### Task A
In the records below, copy the part that opens with the line containing "</instance>" and closes with the line containing "positive clicks: (717, 376)", keeping both of those lines.

### Quoted passage
Whether you rent a chair in a salon, work mobile, or run your own shop — the tax rules for self-employed hairdressers and barbers have specific quirks you need to know. This guide covers everything from allowable expenses to handling tips and cash payments.

Are you employed or self-employed?

This is the single most important question. HMRC doesn't care what your contract says — they look at the reality of how you work.

You're likely self-employed if you:

  • Choose your own hours and which days you work
  • Bring your own tools, products, and equipment
  • Can hire someone else to do the work (substitution)
  • Set your own prices and keep the money from clients
  • Risk your own money (buying stock, paying rent regardless of income)
  • Work for multiple salons or have your own clients

You're likely employed if the salon:

  • Tells you when to work and which clients to see
  • Provides all products, tools, and equipment
  • Pays you a fixed wage or hourly rate
  • Controls how you do the work

⚠️ Rent-a-chair doesn't automatically mean self-employed

HMRC has investigated many rent-a-chair arrangements and reclassified hairdressers as employees. If the salon controls your hours, prices, or clients — you may be employed regardless of what the arrangement is called. If reclassified, the salon owes employer's NI and you may owe back tax.

Registering with HMRC

If you're genuinely self-employed, you must:

  1. Register for Self Assessment within 3 months of starting. Go to gov.uk/register-for-self-assessment
  2. Register for Class 2 National Insurance (happens automatically when you register)
  3. Keep records of all income and expenses from day one

Your tax year runs 6 April to 5 April. Your first Self Assessment tax return is due by 31 January after the end of the tax year.

Allowable expenses for hairdressers

This is where most hairdressers leave money on the table. Every legitimate expense reduces your taxable profit — and your tax bill.

Products and stock

  • Hair colour, tints, bleach, and developer
  • Shampoo, conditioner, and treatments
  • Styling products (wax, gel, mousse, hairspray)

Stored records:
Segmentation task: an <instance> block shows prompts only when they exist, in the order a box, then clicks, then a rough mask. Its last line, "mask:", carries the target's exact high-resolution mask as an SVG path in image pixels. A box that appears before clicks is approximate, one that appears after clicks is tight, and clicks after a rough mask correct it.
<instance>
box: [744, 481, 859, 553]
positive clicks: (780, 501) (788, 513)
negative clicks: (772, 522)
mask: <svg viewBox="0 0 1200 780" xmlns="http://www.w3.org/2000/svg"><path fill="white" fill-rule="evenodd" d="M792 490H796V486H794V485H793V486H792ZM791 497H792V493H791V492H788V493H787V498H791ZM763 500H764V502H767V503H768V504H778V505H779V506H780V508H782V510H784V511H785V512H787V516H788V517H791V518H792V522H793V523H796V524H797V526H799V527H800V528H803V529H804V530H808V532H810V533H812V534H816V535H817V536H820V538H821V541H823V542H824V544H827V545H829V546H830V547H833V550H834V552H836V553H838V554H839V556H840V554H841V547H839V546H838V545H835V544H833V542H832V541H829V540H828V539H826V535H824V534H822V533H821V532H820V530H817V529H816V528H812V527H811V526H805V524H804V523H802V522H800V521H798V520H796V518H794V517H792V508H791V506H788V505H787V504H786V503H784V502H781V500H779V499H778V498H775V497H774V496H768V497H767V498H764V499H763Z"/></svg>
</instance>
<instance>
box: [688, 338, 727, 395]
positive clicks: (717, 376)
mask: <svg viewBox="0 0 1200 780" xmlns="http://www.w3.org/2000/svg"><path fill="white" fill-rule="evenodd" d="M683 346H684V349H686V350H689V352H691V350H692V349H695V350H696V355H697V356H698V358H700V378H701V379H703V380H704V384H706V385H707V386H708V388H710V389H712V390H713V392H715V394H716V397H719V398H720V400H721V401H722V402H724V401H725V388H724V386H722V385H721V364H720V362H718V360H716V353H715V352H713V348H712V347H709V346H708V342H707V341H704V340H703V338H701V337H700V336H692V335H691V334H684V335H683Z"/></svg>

### Task B
Answer these from the hairdresser tax guide:
(i) On what date does the tax year end?
(ii) Within how many months of starting must a self-employed hairdresser register for Self Assessment?
(iii) If a rent-a-chair hairdresser is reclassified as an employee, what does the salon owe?

### Response A
</instance>
<instance>
box: [688, 338, 727, 395]
positive clicks: (717, 376)

### Response B
(i) 5 April.
(ii) 3 months.
(iii) Employer's NI.